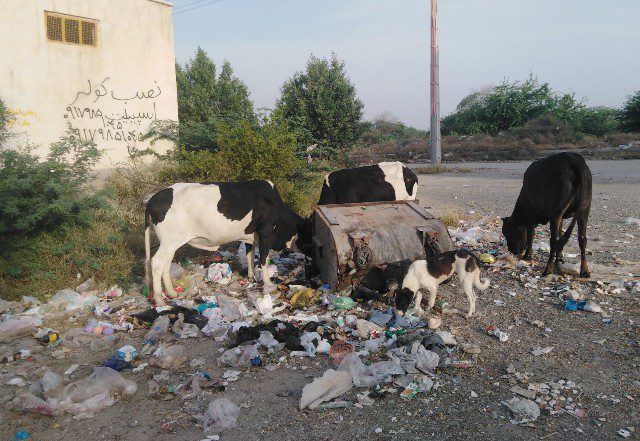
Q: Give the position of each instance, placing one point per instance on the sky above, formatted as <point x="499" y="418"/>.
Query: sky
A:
<point x="588" y="47"/>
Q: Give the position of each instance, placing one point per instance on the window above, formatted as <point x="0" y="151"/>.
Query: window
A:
<point x="69" y="29"/>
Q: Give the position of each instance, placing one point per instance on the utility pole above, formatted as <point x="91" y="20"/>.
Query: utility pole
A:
<point x="436" y="155"/>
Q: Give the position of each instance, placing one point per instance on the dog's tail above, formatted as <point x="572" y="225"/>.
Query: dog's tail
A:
<point x="481" y="285"/>
<point x="147" y="262"/>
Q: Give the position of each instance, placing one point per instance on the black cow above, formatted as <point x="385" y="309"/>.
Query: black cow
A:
<point x="386" y="181"/>
<point x="553" y="189"/>
<point x="206" y="216"/>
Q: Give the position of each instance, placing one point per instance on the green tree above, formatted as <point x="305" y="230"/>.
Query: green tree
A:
<point x="38" y="196"/>
<point x="252" y="151"/>
<point x="598" y="121"/>
<point x="505" y="106"/>
<point x="206" y="99"/>
<point x="630" y="113"/>
<point x="321" y="105"/>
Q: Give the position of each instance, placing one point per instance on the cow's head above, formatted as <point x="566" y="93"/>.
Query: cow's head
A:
<point x="304" y="240"/>
<point x="410" y="181"/>
<point x="516" y="236"/>
<point x="293" y="232"/>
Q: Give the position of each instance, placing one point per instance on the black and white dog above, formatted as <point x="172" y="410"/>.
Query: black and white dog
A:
<point x="429" y="274"/>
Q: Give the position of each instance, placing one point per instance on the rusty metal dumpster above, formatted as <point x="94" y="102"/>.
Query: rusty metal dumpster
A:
<point x="350" y="239"/>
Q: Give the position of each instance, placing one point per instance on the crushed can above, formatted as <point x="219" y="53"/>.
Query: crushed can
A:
<point x="502" y="336"/>
<point x="127" y="353"/>
<point x="410" y="391"/>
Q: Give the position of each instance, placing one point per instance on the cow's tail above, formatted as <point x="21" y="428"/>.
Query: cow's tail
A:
<point x="147" y="262"/>
<point x="579" y="201"/>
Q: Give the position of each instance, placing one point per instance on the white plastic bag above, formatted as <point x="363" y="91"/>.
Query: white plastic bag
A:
<point x="222" y="414"/>
<point x="219" y="273"/>
<point x="366" y="376"/>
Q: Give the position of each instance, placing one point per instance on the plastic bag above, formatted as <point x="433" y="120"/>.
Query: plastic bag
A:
<point x="219" y="273"/>
<point x="332" y="384"/>
<point x="271" y="269"/>
<point x="47" y="386"/>
<point x="239" y="357"/>
<point x="95" y="392"/>
<point x="158" y="329"/>
<point x="222" y="414"/>
<point x="304" y="298"/>
<point x="343" y="302"/>
<point x="169" y="357"/>
<point x="17" y="327"/>
<point x="266" y="339"/>
<point x="366" y="376"/>
<point x="71" y="300"/>
<point x="184" y="330"/>
<point x="31" y="403"/>
<point x="312" y="343"/>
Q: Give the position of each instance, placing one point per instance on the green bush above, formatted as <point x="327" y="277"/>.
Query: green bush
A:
<point x="630" y="113"/>
<point x="245" y="151"/>
<point x="206" y="100"/>
<point x="505" y="106"/>
<point x="52" y="226"/>
<point x="37" y="196"/>
<point x="546" y="128"/>
<point x="598" y="121"/>
<point x="385" y="129"/>
<point x="322" y="107"/>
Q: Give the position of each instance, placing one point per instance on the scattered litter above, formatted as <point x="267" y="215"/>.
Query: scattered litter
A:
<point x="220" y="273"/>
<point x="502" y="336"/>
<point x="332" y="384"/>
<point x="222" y="414"/>
<point x="538" y="351"/>
<point x="524" y="411"/>
<point x="486" y="258"/>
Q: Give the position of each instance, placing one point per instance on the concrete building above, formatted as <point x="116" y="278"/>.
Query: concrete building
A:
<point x="104" y="66"/>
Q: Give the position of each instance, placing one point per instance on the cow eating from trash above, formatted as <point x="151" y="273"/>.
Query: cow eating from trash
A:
<point x="554" y="188"/>
<point x="385" y="181"/>
<point x="206" y="216"/>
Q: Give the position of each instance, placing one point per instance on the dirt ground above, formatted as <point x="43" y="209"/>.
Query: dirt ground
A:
<point x="598" y="352"/>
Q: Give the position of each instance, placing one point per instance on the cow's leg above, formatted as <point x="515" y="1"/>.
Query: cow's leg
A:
<point x="564" y="238"/>
<point x="560" y="246"/>
<point x="582" y="241"/>
<point x="531" y="230"/>
<point x="159" y="263"/>
<point x="250" y="261"/>
<point x="265" y="240"/>
<point x="554" y="225"/>
<point x="168" y="283"/>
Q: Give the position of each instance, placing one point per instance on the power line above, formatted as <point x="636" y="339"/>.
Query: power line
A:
<point x="196" y="7"/>
<point x="184" y="5"/>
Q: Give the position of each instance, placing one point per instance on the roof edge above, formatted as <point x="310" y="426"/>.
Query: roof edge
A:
<point x="163" y="2"/>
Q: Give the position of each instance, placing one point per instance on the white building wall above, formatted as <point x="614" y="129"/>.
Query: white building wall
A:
<point x="110" y="93"/>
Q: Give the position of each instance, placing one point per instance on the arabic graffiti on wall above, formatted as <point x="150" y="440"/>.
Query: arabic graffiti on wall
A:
<point x="18" y="117"/>
<point x="98" y="113"/>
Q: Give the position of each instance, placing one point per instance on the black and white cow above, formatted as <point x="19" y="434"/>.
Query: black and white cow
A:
<point x="554" y="188"/>
<point x="206" y="216"/>
<point x="386" y="181"/>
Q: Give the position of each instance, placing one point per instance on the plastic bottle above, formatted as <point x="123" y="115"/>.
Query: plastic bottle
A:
<point x="335" y="405"/>
<point x="158" y="329"/>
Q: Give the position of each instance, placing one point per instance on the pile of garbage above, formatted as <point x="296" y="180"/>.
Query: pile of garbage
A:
<point x="371" y="348"/>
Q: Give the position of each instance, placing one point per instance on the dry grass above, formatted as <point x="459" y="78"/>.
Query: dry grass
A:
<point x="450" y="217"/>
<point x="41" y="265"/>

» **DIRECTIONS FOR THIS TASK**: Rewrite every row with "formatted as" replaced by "written as" and all else unchanged. Leave the pictures out.

» **TASK SOLUTION**:
Q: Give the position of each instance, placing one point per instance on the sky above, written as <point x="499" y="418"/>.
Query: sky
A:
<point x="588" y="47"/>
Q: Give the position of each instance, placing one point per instance on the window above, written as <point x="0" y="151"/>.
Query: window
A:
<point x="69" y="29"/>
Q: Give the position of each instance, placing one point per instance on the utility pole above, written as <point x="91" y="20"/>.
Query: utility pole
A:
<point x="436" y="155"/>
Q: Give the position of each instance, placing one point per instance on the dog's tail above, written as <point x="572" y="225"/>.
Query: dog's tail
A:
<point x="481" y="285"/>
<point x="147" y="262"/>
Q: Give the position of each instance, placing one point per instance on the black cow above, written as <point x="385" y="309"/>.
Query: black cow
A:
<point x="386" y="181"/>
<point x="553" y="189"/>
<point x="206" y="216"/>
Q: Give the position of each instance, placing one point per instance on the green tree above, written as <point x="305" y="230"/>.
Query: green tree
A:
<point x="38" y="196"/>
<point x="252" y="151"/>
<point x="598" y="121"/>
<point x="505" y="106"/>
<point x="206" y="99"/>
<point x="630" y="113"/>
<point x="321" y="105"/>
Q: Give the position of each instance, placing one point per instance on the cow's head above, written as <point x="566" y="93"/>.
Query: cow's head
A:
<point x="304" y="240"/>
<point x="410" y="181"/>
<point x="516" y="236"/>
<point x="293" y="232"/>
Q: Give the position of each instance, placing one point per instance on the black and white dog above, written as <point x="172" y="410"/>.
Query: black and white dog
A:
<point x="429" y="274"/>
Q: Give the position of each instance, placing one point per instance on the rusty metal dumpster above, written as <point x="94" y="102"/>.
Query: rusty metal dumpster
A:
<point x="350" y="239"/>
Q: Give the position of each instance, placing one point per instance on the crushed can above, written as <point x="219" y="53"/>.
Query: crushed can
A:
<point x="502" y="336"/>
<point x="127" y="353"/>
<point x="410" y="391"/>
Q: Give the position of each instance, placing one point per instance on the cow's tail above, written as <point x="21" y="428"/>.
Query: cow's tail
A:
<point x="147" y="262"/>
<point x="579" y="201"/>
Q: Give the position of each instance, placing one point per instance on the white plastic bag above, written as <point x="363" y="91"/>.
Query: white plastic bag
A:
<point x="222" y="414"/>
<point x="219" y="273"/>
<point x="366" y="376"/>
Q: Give the position of each instance, placing one point per instance on the plastic bag above, written as <point x="433" y="120"/>.
Query: plastic bag
A:
<point x="219" y="273"/>
<point x="332" y="384"/>
<point x="271" y="269"/>
<point x="47" y="386"/>
<point x="239" y="357"/>
<point x="95" y="392"/>
<point x="158" y="329"/>
<point x="222" y="414"/>
<point x="304" y="298"/>
<point x="343" y="302"/>
<point x="169" y="357"/>
<point x="17" y="327"/>
<point x="266" y="339"/>
<point x="366" y="376"/>
<point x="71" y="300"/>
<point x="184" y="330"/>
<point x="31" y="403"/>
<point x="312" y="343"/>
Q: Give the position of each instance, placing one point per instance on the green bush above, written as <point x="327" y="277"/>.
Query: green bush
A:
<point x="630" y="113"/>
<point x="245" y="151"/>
<point x="206" y="100"/>
<point x="505" y="106"/>
<point x="52" y="226"/>
<point x="37" y="196"/>
<point x="546" y="128"/>
<point x="598" y="121"/>
<point x="385" y="129"/>
<point x="322" y="107"/>
Q: Give the position of each instance, placing one point per instance on the scattered litter above, written as <point x="267" y="215"/>.
Query: scattered litter
A:
<point x="220" y="273"/>
<point x="502" y="336"/>
<point x="332" y="384"/>
<point x="222" y="414"/>
<point x="538" y="351"/>
<point x="524" y="411"/>
<point x="486" y="258"/>
Q: Give the position of each instance, placing one point per instance on the concrete building above, written as <point x="116" y="278"/>.
Query: concrete building
A:
<point x="104" y="66"/>
Q: Give the position of each instance, placing one point per instance on the cow eating from trash above, written as <point x="151" y="273"/>.
Query: cow eating from trash
A:
<point x="554" y="188"/>
<point x="385" y="181"/>
<point x="206" y="216"/>
Q: Give the position of each instance, placing one point per instance on the dirt ground above, written as <point x="43" y="209"/>.
Query: dirt ground
A:
<point x="598" y="352"/>
Q: Give the position of each instance, placing one point per instance on the cow's leg above, written as <point x="515" y="1"/>.
Query: cow's leg
A:
<point x="564" y="238"/>
<point x="560" y="246"/>
<point x="582" y="241"/>
<point x="531" y="230"/>
<point x="159" y="263"/>
<point x="250" y="261"/>
<point x="265" y="240"/>
<point x="554" y="225"/>
<point x="168" y="283"/>
Q: Give the position of each instance, placing one point per instance on the power line above, written as <point x="636" y="339"/>.
Query: power line
A:
<point x="196" y="7"/>
<point x="184" y="5"/>
Q: Give the position of each instance, placing one point per instance on the roof edge above, written as <point x="310" y="426"/>.
Query: roof edge
A:
<point x="163" y="2"/>
Q: Give the position of each instance, placing one point per instance on the white building wall above, written as <point x="614" y="129"/>.
Query: white building wall
A:
<point x="110" y="93"/>
Q: Give the position of each instance, placing one point per instance on the arabic graffiti on wall above, written as <point x="150" y="440"/>.
Query: arabic graffiti on wall
A:
<point x="18" y="117"/>
<point x="98" y="113"/>
Q: Give the position of each instance, placing one point per instance on the black and white cow above, written as <point x="19" y="434"/>.
Query: black and white cow
A:
<point x="554" y="188"/>
<point x="206" y="216"/>
<point x="386" y="181"/>
Q: Give the position of each instance, placing one point per instance on the plastic bottle above, written as <point x="123" y="115"/>.
Query: plastic bottle
A:
<point x="335" y="405"/>
<point x="158" y="329"/>
Q: Give the position of each instance, placing one point per instance on the pile of garbage above, written as <point x="296" y="180"/>.
Query: pile of garbage
A:
<point x="371" y="348"/>
Q: Give the position of each instance, placing one point per instance on the dry grass above, written as <point x="459" y="78"/>.
Query: dry grass
A:
<point x="450" y="217"/>
<point x="41" y="265"/>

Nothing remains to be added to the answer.